### Texte ###

Le Comité clôturera ses travaux vendredi prochain 23 septembre lors de sa prochaine et ultime réunion publique au cours de laquelle il devrait annoncer ses recommandations aux États parties examinés lors de cette quinzième session.

Les travailleurs migrants en situation irrégulière et les membres de leur famille

Introduction et exposés

M. ABDELHAMID EL JAMRI, Président du Comité, a ouvert cette journée de discussion générale en soulignant que le sujet est particulièrement d’actualité. Il a fait valoir que les travailleurs migrants en situation irrégulière jouent un rôle clé dans le développement de plusieurs pays, alors que des secteurs économiques entiers reposent sur eux. Il a également attiré l’attention sur les situations de guerre qui poussent des gens à fuir leur pays. Or, malgré les appels à les accueillir, certains États leur demeurent fermés, a-t-il constaté. Il a conclu son introduction en précisant que l’un des objectifs de ce débat est d’aider le Comité à adopter un projet d’observation générale sur la situation des travailleurs migrants.

###

**Consigne**.
Pouvez-vous recopier fidèlement le passage du texte sur les travailleurs migrants compris entre « M. ABDELHAMID EL » et « des travailleurs migrants. », bornes incluses ?

### Données extraites ###

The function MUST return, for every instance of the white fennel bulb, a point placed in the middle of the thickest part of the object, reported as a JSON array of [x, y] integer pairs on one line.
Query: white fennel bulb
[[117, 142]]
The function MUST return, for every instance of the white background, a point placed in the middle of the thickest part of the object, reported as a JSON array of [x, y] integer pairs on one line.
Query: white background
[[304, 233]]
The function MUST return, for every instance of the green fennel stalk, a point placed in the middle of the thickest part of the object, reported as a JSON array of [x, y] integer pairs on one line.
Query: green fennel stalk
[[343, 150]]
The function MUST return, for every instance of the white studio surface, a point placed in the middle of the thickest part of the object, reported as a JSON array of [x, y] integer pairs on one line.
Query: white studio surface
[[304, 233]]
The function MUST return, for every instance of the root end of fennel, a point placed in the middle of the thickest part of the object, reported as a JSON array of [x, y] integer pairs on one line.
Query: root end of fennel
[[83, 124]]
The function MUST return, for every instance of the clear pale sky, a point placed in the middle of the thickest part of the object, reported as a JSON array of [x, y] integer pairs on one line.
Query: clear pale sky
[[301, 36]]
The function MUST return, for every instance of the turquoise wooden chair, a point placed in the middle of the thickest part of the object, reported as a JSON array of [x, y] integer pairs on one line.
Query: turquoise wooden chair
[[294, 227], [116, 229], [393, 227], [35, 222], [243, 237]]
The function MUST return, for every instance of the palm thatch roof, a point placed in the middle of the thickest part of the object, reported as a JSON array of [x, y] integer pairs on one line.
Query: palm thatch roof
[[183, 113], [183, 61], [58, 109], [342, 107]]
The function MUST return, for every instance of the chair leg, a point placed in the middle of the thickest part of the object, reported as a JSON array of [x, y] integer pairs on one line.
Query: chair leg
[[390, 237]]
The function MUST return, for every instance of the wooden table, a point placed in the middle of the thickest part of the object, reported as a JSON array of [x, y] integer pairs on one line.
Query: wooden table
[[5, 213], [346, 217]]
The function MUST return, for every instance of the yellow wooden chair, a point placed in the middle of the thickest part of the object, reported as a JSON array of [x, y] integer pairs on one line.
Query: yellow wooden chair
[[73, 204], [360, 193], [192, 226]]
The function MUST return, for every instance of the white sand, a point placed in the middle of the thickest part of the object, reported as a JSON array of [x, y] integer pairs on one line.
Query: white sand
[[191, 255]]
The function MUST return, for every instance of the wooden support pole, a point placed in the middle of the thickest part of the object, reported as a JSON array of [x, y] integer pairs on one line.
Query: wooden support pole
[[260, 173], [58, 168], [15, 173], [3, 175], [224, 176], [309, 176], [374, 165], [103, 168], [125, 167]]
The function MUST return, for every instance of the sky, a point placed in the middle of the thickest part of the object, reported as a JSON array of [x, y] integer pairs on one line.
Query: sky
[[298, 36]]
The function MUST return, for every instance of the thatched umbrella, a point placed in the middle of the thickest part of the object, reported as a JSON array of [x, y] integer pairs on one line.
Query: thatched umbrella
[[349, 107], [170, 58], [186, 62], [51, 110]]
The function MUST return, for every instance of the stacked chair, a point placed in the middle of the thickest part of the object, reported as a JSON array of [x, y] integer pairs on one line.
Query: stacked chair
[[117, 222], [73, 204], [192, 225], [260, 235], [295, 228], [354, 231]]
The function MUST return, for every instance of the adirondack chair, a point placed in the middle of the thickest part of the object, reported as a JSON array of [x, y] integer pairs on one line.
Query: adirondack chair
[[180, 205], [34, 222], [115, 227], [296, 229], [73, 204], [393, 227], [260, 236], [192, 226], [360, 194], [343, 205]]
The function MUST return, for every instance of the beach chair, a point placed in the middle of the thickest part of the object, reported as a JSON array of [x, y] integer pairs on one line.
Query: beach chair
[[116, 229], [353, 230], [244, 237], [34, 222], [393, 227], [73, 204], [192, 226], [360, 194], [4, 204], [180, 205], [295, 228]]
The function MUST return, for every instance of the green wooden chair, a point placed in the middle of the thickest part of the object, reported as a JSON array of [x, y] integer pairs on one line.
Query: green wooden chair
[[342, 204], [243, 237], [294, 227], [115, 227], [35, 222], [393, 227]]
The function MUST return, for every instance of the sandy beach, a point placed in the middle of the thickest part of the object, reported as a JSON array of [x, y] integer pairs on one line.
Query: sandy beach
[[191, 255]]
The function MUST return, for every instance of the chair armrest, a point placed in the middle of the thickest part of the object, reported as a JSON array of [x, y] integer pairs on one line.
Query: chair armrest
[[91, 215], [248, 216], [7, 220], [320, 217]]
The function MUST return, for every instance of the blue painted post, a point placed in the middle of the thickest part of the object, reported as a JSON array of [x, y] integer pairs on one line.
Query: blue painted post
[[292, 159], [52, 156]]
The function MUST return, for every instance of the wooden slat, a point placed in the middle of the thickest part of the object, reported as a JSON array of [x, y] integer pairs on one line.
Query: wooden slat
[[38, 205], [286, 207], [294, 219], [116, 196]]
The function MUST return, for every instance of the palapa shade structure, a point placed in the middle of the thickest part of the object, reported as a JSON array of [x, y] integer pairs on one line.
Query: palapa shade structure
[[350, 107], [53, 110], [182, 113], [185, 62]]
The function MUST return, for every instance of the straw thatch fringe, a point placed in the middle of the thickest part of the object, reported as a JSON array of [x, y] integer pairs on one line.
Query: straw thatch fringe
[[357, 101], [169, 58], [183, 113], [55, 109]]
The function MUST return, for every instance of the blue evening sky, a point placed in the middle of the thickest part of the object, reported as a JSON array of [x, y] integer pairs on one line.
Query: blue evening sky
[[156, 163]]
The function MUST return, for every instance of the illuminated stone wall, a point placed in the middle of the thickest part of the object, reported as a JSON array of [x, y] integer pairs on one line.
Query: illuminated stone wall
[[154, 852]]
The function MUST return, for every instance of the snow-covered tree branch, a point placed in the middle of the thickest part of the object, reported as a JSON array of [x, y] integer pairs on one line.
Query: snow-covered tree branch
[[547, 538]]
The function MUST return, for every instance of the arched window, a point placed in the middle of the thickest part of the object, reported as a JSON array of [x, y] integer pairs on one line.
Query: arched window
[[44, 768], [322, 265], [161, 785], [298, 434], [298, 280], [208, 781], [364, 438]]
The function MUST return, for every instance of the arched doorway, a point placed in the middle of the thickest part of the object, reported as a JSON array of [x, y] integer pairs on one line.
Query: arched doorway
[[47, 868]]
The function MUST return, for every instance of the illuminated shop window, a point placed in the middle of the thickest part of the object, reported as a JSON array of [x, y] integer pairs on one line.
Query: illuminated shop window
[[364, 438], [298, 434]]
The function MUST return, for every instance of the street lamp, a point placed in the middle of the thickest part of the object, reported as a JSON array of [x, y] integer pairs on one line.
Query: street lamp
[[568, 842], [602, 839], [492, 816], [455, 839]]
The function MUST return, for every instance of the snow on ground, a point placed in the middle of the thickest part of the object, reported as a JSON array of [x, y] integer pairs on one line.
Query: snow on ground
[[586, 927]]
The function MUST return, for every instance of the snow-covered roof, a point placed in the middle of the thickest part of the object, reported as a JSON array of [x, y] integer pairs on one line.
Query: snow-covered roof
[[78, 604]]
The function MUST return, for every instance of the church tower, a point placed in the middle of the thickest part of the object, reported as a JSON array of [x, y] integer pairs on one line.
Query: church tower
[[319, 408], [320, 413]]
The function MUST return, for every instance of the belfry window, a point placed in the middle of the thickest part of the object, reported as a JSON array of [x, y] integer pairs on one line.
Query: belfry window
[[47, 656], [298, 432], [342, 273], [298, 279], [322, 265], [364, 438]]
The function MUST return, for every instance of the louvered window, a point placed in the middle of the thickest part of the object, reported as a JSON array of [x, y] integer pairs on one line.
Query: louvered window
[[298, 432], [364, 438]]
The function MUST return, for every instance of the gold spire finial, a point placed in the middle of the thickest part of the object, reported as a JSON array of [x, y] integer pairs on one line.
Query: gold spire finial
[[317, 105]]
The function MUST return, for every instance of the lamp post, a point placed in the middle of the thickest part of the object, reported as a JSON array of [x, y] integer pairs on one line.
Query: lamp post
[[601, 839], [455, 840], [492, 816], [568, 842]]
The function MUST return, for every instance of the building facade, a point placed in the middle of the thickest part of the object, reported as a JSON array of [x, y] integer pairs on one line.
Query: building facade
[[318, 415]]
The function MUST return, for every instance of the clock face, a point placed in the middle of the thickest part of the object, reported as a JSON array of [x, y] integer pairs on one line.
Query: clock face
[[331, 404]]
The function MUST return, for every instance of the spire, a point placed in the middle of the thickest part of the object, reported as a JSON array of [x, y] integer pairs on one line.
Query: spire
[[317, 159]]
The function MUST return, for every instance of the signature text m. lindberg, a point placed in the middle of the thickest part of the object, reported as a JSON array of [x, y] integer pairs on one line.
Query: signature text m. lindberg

###

**Votre réponse**.
M. ABDELHAMID EL JAMRI, Président du Comité, a ouvert cette journée de discussion générale en soulignant que le sujet est particulièrement d’actualité. Il a fait valoir que les travailleurs migrants en situation irrégulière jouent un rôle clé dans le développement de plusieurs pays, alors que des secteurs économiques entiers reposent sur eux. Il a également attiré l’attention sur les situations de guerre qui poussent des gens à fuir leur pays. Or, malgré les appels à les accueillir, certains États leur demeurent fermés, a-t-il constaté. Il a conclu son introduction en précisant que l’un des objectifs de ce débat est d’aider le Comité à adopter un projet d’observation générale sur la situation des travailleurs migrants.